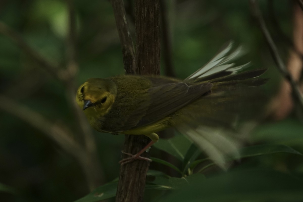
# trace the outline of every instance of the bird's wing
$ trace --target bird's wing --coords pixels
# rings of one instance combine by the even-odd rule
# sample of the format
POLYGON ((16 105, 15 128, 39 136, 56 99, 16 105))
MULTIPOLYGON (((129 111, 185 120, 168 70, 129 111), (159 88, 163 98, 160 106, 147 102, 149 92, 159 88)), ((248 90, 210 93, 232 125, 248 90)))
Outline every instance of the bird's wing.
MULTIPOLYGON (((156 82, 156 80, 152 82, 156 82)), ((191 85, 182 82, 154 85, 145 93, 137 94, 138 98, 132 96, 131 108, 123 104, 130 102, 124 101, 129 97, 125 95, 119 100, 119 110, 123 110, 123 108, 129 109, 127 114, 117 119, 119 130, 122 132, 160 120, 206 93, 212 86, 208 82, 191 85)))
POLYGON ((150 104, 137 126, 148 124, 168 116, 207 93, 212 86, 210 83, 189 86, 180 82, 150 88, 150 104))

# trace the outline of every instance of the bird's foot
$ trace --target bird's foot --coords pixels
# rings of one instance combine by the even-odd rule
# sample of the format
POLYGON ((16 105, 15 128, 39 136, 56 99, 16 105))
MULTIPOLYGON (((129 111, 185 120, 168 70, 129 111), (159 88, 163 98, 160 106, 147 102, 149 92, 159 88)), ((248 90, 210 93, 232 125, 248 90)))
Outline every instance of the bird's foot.
POLYGON ((125 164, 126 164, 130 163, 131 162, 132 162, 135 160, 144 160, 144 161, 149 161, 150 162, 151 162, 152 161, 152 159, 148 158, 142 157, 141 156, 140 156, 140 155, 141 154, 139 154, 139 153, 134 155, 134 154, 131 154, 127 153, 123 151, 122 151, 122 152, 123 154, 129 156, 130 157, 123 159, 119 161, 119 164, 121 164, 122 165, 123 165, 125 164))

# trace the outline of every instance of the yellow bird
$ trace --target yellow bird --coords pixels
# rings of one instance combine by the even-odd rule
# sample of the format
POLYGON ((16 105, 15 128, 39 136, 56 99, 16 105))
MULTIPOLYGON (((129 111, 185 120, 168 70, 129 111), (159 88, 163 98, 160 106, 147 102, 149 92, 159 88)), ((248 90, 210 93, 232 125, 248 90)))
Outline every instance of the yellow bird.
POLYGON ((265 69, 238 73, 245 65, 231 61, 241 55, 232 44, 184 80, 168 77, 122 75, 92 78, 79 87, 76 101, 97 131, 113 134, 144 134, 152 140, 138 154, 120 162, 145 159, 140 155, 159 137, 155 133, 174 127, 187 135, 219 166, 224 156, 237 154, 234 142, 213 130, 232 130, 239 119, 256 114, 265 69))

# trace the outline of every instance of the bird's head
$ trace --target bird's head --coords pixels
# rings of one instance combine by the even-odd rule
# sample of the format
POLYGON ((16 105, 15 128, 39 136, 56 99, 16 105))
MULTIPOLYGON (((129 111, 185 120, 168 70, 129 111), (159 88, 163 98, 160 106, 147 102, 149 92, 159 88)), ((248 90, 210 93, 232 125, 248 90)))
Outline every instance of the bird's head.
POLYGON ((108 79, 88 79, 77 91, 76 101, 88 115, 103 116, 112 108, 117 95, 117 87, 108 79))

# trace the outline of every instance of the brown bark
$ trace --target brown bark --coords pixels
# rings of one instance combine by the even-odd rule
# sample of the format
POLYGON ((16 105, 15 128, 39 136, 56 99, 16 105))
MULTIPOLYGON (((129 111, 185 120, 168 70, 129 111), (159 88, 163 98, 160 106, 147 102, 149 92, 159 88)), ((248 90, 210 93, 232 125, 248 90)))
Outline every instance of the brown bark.
MULTIPOLYGON (((112 4, 118 1, 112 0, 112 4)), ((139 74, 159 75, 160 55, 159 0, 135 0, 135 6, 136 37, 136 72, 139 74)), ((113 7, 115 7, 113 5, 113 7)), ((122 10, 125 16, 125 10, 124 8, 122 10)), ((114 11, 115 12, 115 9, 114 11)), ((115 14, 116 22, 116 17, 119 15, 121 15, 115 14)), ((117 22, 118 30, 121 24, 117 22)), ((123 35, 122 35, 122 38, 123 35)), ((121 37, 120 36, 120 40, 123 43, 121 37)), ((124 45, 123 44, 122 45, 123 50, 124 45)), ((123 51, 124 58, 126 56, 125 54, 123 51)), ((126 135, 124 151, 135 154, 150 141, 149 138, 143 135, 126 135)), ((125 158, 128 157, 124 156, 125 158)), ((145 152, 142 156, 148 157, 149 154, 145 152)), ((145 177, 149 165, 149 162, 137 160, 121 166, 116 201, 143 201, 145 177)))
POLYGON ((135 72, 135 49, 123 0, 111 0, 122 48, 123 63, 126 74, 135 72))
MULTIPOLYGON (((295 4, 294 8, 293 40, 295 49, 303 54, 303 12, 299 5, 295 4)), ((287 68, 294 80, 298 82, 302 71, 303 62, 301 55, 293 50, 290 51, 287 68)), ((301 91, 302 92, 302 88, 301 91)), ((286 117, 294 108, 294 101, 292 96, 292 89, 289 82, 284 79, 281 88, 272 102, 272 117, 274 119, 279 120, 286 117)))

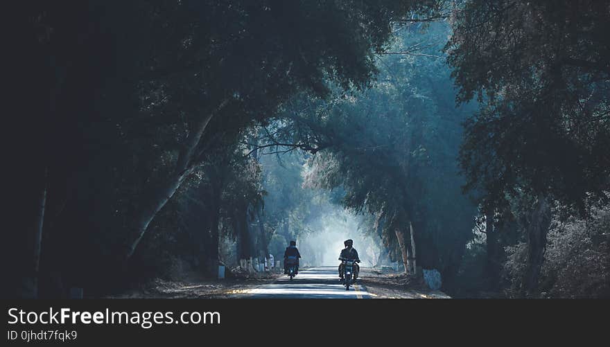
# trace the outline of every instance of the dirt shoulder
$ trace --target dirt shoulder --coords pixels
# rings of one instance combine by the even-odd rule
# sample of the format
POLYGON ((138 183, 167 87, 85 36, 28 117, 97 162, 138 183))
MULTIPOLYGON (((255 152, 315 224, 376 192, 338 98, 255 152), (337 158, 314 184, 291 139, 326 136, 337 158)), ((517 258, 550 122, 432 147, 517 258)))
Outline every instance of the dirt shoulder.
POLYGON ((108 299, 226 299, 253 287, 270 283, 281 276, 264 273, 257 276, 234 276, 222 280, 203 277, 197 274, 184 276, 180 280, 155 278, 121 294, 108 299))
POLYGON ((451 299, 442 292, 431 290, 423 278, 405 274, 363 267, 358 281, 373 299, 451 299))
MULTIPOLYGON (((280 273, 265 272, 255 276, 238 274, 223 280, 205 278, 198 274, 185 274, 180 280, 156 278, 109 299, 229 299, 255 287, 272 283, 280 273)), ((440 291, 430 290, 421 277, 381 272, 370 267, 360 269, 358 284, 372 299, 451 299, 440 291)))

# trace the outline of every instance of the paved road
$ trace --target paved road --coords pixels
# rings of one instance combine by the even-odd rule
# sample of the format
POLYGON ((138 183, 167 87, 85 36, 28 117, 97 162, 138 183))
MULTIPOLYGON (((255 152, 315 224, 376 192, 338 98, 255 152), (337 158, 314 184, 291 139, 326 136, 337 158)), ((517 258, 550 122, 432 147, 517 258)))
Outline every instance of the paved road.
POLYGON ((345 290, 337 267, 319 267, 299 272, 293 281, 283 276, 272 283, 247 290, 245 299, 369 299, 366 288, 356 284, 345 290))

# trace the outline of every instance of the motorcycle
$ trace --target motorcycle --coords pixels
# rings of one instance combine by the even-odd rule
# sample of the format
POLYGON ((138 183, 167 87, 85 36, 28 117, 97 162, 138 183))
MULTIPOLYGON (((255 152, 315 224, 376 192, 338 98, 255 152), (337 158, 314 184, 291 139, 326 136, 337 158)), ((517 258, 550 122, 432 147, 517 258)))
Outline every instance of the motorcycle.
POLYGON ((289 256, 286 260, 286 267, 288 267, 288 276, 290 276, 290 281, 297 276, 297 257, 289 256))
POLYGON ((358 260, 351 260, 346 258, 340 258, 343 265, 343 285, 345 286, 345 290, 349 290, 349 286, 354 284, 354 263, 360 263, 358 260))

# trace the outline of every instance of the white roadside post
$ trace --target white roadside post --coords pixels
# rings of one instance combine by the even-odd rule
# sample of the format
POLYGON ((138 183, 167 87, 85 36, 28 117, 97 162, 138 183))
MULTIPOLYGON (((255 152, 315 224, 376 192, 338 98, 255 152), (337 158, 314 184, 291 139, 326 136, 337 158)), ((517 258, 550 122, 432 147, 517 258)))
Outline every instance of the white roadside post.
POLYGON ((225 265, 218 265, 218 279, 225 278, 225 265))

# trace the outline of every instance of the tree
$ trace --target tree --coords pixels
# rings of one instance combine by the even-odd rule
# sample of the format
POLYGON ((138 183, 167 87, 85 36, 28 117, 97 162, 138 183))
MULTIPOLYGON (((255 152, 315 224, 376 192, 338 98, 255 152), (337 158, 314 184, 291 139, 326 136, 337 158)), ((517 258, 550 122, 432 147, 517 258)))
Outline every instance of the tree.
POLYGON ((460 150, 467 190, 485 211, 537 198, 528 281, 535 289, 551 200, 586 210, 610 188, 608 30, 604 1, 469 1, 446 49, 460 88, 480 112, 460 150), (536 226, 534 226, 536 224, 536 226))

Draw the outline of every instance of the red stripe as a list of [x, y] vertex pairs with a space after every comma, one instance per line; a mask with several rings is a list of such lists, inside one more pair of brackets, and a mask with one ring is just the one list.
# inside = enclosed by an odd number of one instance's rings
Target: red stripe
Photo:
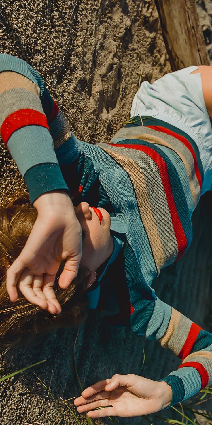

--------------------

*Given exercise*.
Copy out everything from the start of the listing down to and including the line "Outline every instance of the bird's wing.". Leave the pictures out of your copy.

*Finished task*.
# trace the outline of every instance of the bird's wing
$ trace --target bird's wing --coords pixels
# rings of one instance combine by the even-odd rule
# sample of the format
POLYGON ((16 105, 15 128, 39 136, 56 99, 16 105))
MULTIPOLYGON (((129 111, 185 120, 168 70, 129 111), (159 88, 163 98, 160 106, 147 102, 149 92, 159 88)), ((248 90, 210 93, 232 125, 248 90)))
Outline every instance of the bird's wing.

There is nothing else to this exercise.